> **EXERCISE OBJECTIVE**
Reprint the entire listing exactly.

►

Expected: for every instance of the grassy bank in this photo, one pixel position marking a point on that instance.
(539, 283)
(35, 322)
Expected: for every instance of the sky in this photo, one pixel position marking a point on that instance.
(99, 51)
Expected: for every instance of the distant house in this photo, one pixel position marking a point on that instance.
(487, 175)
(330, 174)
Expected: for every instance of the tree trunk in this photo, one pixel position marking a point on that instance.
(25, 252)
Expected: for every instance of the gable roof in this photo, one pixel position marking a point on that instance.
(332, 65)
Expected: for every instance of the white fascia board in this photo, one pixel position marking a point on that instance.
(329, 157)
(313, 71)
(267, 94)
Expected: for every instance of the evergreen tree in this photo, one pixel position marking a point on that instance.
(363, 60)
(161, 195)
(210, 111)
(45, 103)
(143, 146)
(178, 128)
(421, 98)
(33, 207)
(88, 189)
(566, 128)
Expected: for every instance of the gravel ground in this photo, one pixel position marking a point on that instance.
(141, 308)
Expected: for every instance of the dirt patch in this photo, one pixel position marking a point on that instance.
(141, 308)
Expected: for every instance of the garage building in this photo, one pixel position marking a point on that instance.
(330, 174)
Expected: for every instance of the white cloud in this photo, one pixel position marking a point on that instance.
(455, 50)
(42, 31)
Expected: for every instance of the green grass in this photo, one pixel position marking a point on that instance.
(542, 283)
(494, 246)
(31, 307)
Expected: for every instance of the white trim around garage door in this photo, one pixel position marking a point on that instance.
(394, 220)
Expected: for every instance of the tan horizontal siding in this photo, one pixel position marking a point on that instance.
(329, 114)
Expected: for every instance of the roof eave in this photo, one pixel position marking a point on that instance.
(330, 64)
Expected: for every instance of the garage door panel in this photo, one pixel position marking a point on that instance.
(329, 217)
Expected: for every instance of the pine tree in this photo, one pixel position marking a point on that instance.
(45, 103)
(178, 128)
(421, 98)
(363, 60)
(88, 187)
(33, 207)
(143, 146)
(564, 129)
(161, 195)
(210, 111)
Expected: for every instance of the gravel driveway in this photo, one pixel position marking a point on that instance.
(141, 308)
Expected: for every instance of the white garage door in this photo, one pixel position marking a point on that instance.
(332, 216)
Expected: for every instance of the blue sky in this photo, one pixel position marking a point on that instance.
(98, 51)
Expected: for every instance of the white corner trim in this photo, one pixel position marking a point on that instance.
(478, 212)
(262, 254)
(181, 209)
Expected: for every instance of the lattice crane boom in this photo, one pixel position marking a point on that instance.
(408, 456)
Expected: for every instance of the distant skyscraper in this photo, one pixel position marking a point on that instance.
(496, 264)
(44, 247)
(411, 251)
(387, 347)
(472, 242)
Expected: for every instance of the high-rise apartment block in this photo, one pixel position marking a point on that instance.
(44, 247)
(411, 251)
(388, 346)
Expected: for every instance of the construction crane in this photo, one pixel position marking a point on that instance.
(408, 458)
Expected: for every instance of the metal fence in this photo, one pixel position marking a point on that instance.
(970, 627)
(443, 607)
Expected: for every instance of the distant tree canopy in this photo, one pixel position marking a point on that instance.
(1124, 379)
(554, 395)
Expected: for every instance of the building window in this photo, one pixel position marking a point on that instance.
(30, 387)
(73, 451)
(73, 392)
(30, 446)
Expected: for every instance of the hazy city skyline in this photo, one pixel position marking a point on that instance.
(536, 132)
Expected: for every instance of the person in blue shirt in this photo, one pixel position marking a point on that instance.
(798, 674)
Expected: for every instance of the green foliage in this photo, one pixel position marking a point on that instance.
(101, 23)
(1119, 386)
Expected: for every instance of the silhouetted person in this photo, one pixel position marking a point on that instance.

◄

> **YOUR RESPONSE**
Expected: for every instance of the grassy bank in this photo, one pixel position marking a point on that instance.
(539, 283)
(35, 322)
Expected: for every instance of the sky in this photo, one pixel position marking a point on that instance.
(99, 51)
Expected: for every instance of the distant house in this photo, one pixel position marking a point on that instance.
(487, 175)
(330, 174)
Expected: for every instance of the tree trunk in this photo, one pixel position marking a point on that instance.
(25, 252)
Expected: for every instance of the gable roof in this photo, one pixel position marking a point on that instance.
(332, 65)
Expected: for every instance of the white fascia board in this photo, one pixel position marking a point on that instance.
(329, 157)
(313, 71)
(267, 94)
Expected: for every instance of the evergreen tree in this photo, one pixel position marking a point on that instance.
(363, 60)
(161, 195)
(210, 111)
(45, 103)
(143, 146)
(178, 128)
(421, 98)
(33, 207)
(88, 189)
(566, 128)
Expected: for every instance of the gravel ground in this photo, one pixel position marking a point on that instance.
(141, 308)
Expected: for every instance of the dirt patch in this photo, one pixel position marking a point on that instance.
(141, 308)
Expected: for every instance of the garage building in this photo, one pixel position marking a point on that instance.
(330, 174)
Expected: for every instance of the white cloud in this photo, one pixel position marking a point on that instance.
(455, 50)
(42, 31)
Expected: for every instance of the green grass in this photo, one pixel position marking a point on that instance.
(542, 283)
(494, 246)
(31, 307)
Expected: for every instance of the white trim around garage door in this photo, one pixel position marking a point on that instance.
(394, 220)
Expected: for every instance of the tan horizontal siding in this photo, one pixel position marking a point on that instance.
(329, 114)
Expected: for every instance of the roof eave in this photo, one pixel position marking a point on that instance.
(330, 64)
Expected: for every instance of the garage door panel in this photo, one pixel position marking a point on that instance.
(329, 217)
Expected: for every instance of the pine tree in this photo, one pixel position marking a point on that instance.
(45, 103)
(178, 128)
(421, 98)
(363, 60)
(88, 187)
(33, 207)
(143, 146)
(564, 129)
(161, 195)
(210, 111)
Expected: for every instance of the gravel driveway in this photo, one pixel position marking a point on that instance.
(141, 308)
Expected: for every instance of the white garage door in this photo, one pixel position marking a point on that instance.
(332, 216)
Expected: for every instance of the blue sky in this photo, one pixel position marking a point on that instance.
(98, 51)
Expected: for every instance of the white corner trim in this photo, one pixel position marking a point on that instance.
(478, 212)
(262, 254)
(181, 209)
Expected: for every instance of the lattice crane boom in this photo, one pixel position marking a point on that instance.
(408, 456)
Expected: for every instance of the distant skyscraper in this photo, one pixel position marking a point on that instance.
(496, 264)
(44, 247)
(411, 251)
(387, 347)
(472, 242)
Expected: for every instance of the high-rise apartment block in this photo, one pixel position marking a point on that instance.
(44, 247)
(411, 251)
(388, 346)
Expected: for every instance of the construction crane in this photo, one pixel position marking a point on that instance.
(408, 458)
Expected: for every instance of the metal fence in this photo, one pixel position marking a point on that instance.
(970, 627)
(443, 607)
Expected: for every instance of the distant tree canopy in this photo, one pixel position marking a point on that instance.
(1124, 379)
(554, 395)
Expected: for every instance of the building window in this photo, one pixel position marking a point on that instance.
(30, 387)
(73, 451)
(73, 392)
(30, 446)
Expected: for every instance of the hazy city skyline in this photo, one pixel position marking a point on that instance.
(536, 132)
Expected: for every instance of the person in blue shirt in this photo, one pixel position marking a point on that instance.
(798, 674)
Expected: for every instance of the green foliage in this photo, one pixel position marking a point on that instance.
(101, 23)
(1119, 386)
Expected: for every instance of the silhouetted person in this photo, one pixel position marking a point on that instance.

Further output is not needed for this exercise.